- TEXTE EXTRAIT

○ ○ ○

Myriam Revault d’Allonnes, L’esprit du macronisme. Ou l’art de dévoyer les concepts, Seuil, 2021.
Inutile d’espérer trouver dans ce livre quelques informations inédites sur Emmanuel Macron en tant qu’homme ou président ; ni même, et cela est plus surprenant, une analyse du « macronisme », en tant que doctrine. La raison en est simple : le « macronisme », ça n’existe pas.
Nous le savions sans doute déjà et chacune des pages de l’ouvrage conforte cette idée. Comme l’auteure le résume ainsi dans son épilogue, son projet est « d’appréhender le macronisme comme un symptôme majeur du libéralisme à l’ère du temps ». Le « macronisme » n’est rien d’autre que l’application plus ou moins dogmatique (et dramatique ?) des lieux communs de la pensée économique dominante étendue, comme il se doit du fait même de cette doctrine, aux autres registres de la vie.
Le sous-titre de l’ouvrage – l’art de dévoyer les concepts -, nous renseigne bien davantage quant au contenu. Myriam Revault d’Allonnes livre ainsi une petite leçon de philosophie articulée autour de 3 concepts : l’autonomie, la responsabilité, et la capacité. Elle montre comment chacun de ces concepts philosophiques a été dévoyé par la langue du management et du néolibéralisme ; ce qu’illustrent certains extraits d’interviews ou de discours d’Emmanuel Macron. Bref, ce dernier est le porte-voix d’une idéologie qui a perverti les mots et l’esprit des Lumières pour leur faire dire parfois l’exact opposé de ce que des auteurs comme Kant, Rousseau ou Montesquieu en disent.
Rien d’extraordinaire me direz-vous ? Certes, mais le dévoiement de ces concepts est au cœur de la transformation du monde sensible et relationnel en monde comptable. Ce petit ouvrage peut donc être vu comme un outil de résistance salutaire. Car la transformation du sens des mots n’est pas la moindre des techniques par lesquelles s’impose l’artificialisation de notre monde. Dans le cas présent, cette transformation participe de l’adaptation perpétuelle de l’homme aux contraintes du système économique, contribuant par là-même au renforcement de la domination de quelques minorités aisées que le président Macron représente avec efficacité et enthousiasme.
Pour Myriam Revault d’Allonnes, le point cardinal, le plus important de ces dévoiements, est celui du concept « d’autonomie ». De là découlent ceux de la « responsabilité », de la « capacité », et accessoirement celui de la notion de « bienveillance » (abordé un peu rapidement en fin d’ouvrage).
Rappelons ainsi l’essentiel. Premièrement, l’autonomie n’est pas la capacité de se gouverner soi-même, et selon des critères d’efficacité estimés au regard d’un intérêt individuel, comme le laisse entendre la doxa néolibérale. Bien au contraire, elle suppose une « manière de vivre et d’agir en commun », et la reconnaissance d’un lien d’interdépendance et d’obligations médiées par le moyen d’institutions qui nous préexistent, et qui (espérons-le) nous survivrons.

○ ○ ○

- TÂCHES À RÉALISER
• 1. Indiquez si chacune des affirmations suivantes est conforme au texte extrait, en répondant par oui ou par non et en citant les mots décisifs : (a) le livre apporte des informations inédites sur Emmanuel Macron ; (b) l’ouvrage s’articule autour de trois concepts, l’autonomie, la responsabilité et la capacité ; (c) la notion de bienveillance est traitée en détail au début de l’ouvrage.
• 2. D’après le texte extrait, quel concept constitue pour Myriam Revault d’Allonnes le point cardinal de ces dévoiements ?
• 3. Recopiez fidèlement le passage du texte extrait qui va de « Nous le savions » à « registres de la vie. ».

- DONNÉES ENREGISTRÉES

○ ○ ○

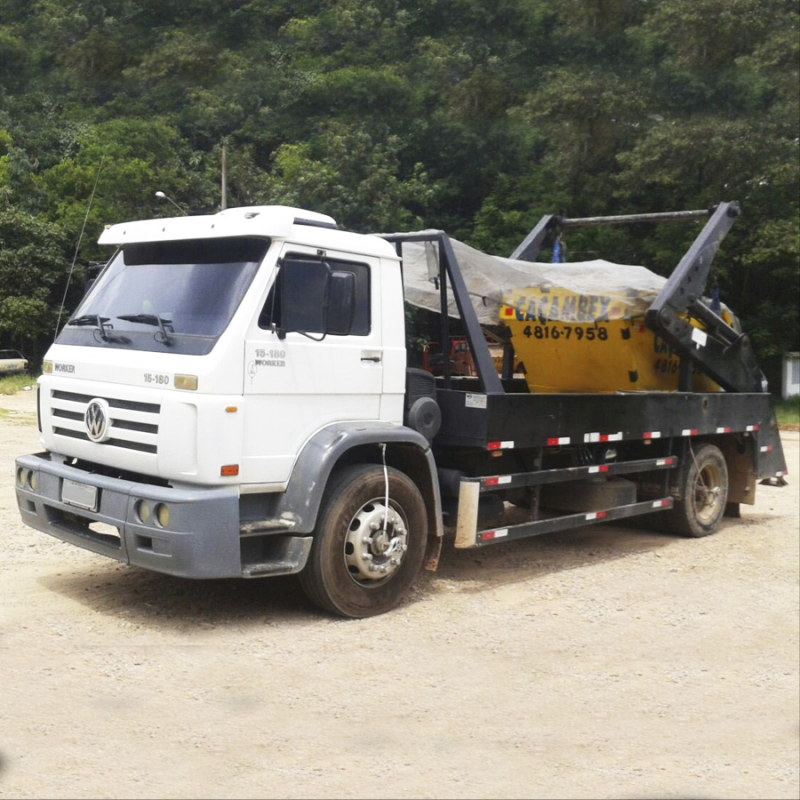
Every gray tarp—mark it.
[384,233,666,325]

○ ○ ○

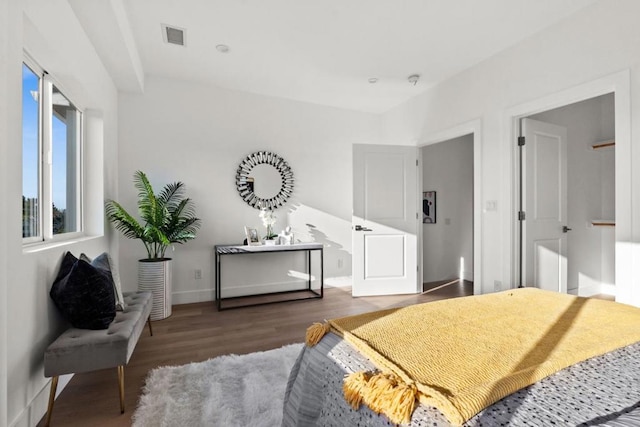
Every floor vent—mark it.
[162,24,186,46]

○ ○ ○

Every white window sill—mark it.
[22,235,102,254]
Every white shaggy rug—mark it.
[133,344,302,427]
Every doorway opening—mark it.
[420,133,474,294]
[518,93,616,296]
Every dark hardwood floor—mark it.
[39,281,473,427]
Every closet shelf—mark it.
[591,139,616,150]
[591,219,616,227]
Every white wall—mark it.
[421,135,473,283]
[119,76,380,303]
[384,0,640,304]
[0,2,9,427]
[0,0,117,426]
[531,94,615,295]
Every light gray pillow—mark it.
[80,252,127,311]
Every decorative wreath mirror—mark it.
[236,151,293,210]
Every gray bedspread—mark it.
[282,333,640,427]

○ ○ ○

- LES RÉSULTATS
• 1.
(a) Non : « Inutile d’espérer trouver dans ce livre quelques informations inédites sur Emmanuel Macron ».
(b) Oui : « une petite leçon de philosophie articulée autour de 3 concepts : l’autonomie, la responsabilité, et la capacité ».
(c) Non : « abordé un peu rapidement en fin d’ouvrage ».

• 2. Le concept d’autonomie.

• 3.
Nous le savions sans doute déjà et chacune des pages de l’ouvrage conforte cette idée. Comme l’auteure le résume ainsi dans son épilogue, son projet est « d’appréhender le macronisme comme un symptôme majeur du libéralisme à l’ère du temps ». Le « macronisme » n’est rien d’autre que l’application plus ou moins dogmatique (et dramatique ?) des lieux communs de la pensée économique dominante étendue, comme il se doit du fait même de cette doctrine, aux autres registres de la vie.